• [Short task]:
Turn the entries from their first line through the line containing "63L590 58L583 0L0", both included, into a Markdown table with the columns No. and Text, one row per line numbered in order, and leave out blank lines.

::: Excerpted data

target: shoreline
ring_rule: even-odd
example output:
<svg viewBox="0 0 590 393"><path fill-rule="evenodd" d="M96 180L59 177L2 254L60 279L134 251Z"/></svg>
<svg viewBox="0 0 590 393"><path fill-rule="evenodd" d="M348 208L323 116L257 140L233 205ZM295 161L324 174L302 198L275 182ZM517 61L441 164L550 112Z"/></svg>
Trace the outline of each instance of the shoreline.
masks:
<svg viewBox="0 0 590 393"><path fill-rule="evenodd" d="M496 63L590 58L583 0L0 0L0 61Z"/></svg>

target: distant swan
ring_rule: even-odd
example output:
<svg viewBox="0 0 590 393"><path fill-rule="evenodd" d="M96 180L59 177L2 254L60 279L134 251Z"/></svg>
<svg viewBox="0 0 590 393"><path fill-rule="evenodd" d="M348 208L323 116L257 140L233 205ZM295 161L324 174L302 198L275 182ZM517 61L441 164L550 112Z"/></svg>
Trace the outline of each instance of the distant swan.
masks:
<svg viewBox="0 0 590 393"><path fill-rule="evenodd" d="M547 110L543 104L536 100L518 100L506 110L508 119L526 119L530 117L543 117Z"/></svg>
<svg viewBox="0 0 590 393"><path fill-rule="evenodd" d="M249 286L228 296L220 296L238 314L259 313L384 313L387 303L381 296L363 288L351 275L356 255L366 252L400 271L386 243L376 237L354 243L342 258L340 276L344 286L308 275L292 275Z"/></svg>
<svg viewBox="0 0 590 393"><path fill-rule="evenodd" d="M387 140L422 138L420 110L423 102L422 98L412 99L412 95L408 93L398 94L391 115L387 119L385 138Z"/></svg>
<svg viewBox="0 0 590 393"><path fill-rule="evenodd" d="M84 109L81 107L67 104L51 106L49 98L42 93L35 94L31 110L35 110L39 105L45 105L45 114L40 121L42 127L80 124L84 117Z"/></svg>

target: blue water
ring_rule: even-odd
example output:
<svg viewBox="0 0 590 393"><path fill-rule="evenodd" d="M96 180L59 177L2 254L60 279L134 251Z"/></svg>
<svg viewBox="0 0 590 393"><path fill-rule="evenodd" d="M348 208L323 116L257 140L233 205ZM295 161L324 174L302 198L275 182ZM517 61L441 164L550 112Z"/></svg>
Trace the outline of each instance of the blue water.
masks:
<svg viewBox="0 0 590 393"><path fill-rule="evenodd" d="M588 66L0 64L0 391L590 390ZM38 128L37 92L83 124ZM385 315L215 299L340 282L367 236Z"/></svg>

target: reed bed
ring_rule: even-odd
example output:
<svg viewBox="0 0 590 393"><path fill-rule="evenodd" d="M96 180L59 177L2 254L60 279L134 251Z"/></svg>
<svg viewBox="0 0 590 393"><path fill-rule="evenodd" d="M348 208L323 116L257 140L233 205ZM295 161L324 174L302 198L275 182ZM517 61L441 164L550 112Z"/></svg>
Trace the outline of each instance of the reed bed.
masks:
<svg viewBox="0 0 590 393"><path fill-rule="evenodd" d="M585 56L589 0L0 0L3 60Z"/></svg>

::::::

• [The response]:
| No. | Text |
|---|---|
| 1 | target: shoreline |
| 2 | ring_rule: even-odd |
| 3 | example output: |
| 4 | <svg viewBox="0 0 590 393"><path fill-rule="evenodd" d="M96 180L59 177L2 254L60 279L134 251Z"/></svg> |
| 5 | <svg viewBox="0 0 590 393"><path fill-rule="evenodd" d="M348 208L323 116L257 140L233 205ZM295 161L324 174L302 198L275 182ZM517 61L441 164L550 112Z"/></svg> |
| 6 | Trace the outline of each instance of the shoreline. |
| 7 | masks: |
| 8 | <svg viewBox="0 0 590 393"><path fill-rule="evenodd" d="M496 63L590 58L583 0L0 0L0 61Z"/></svg> |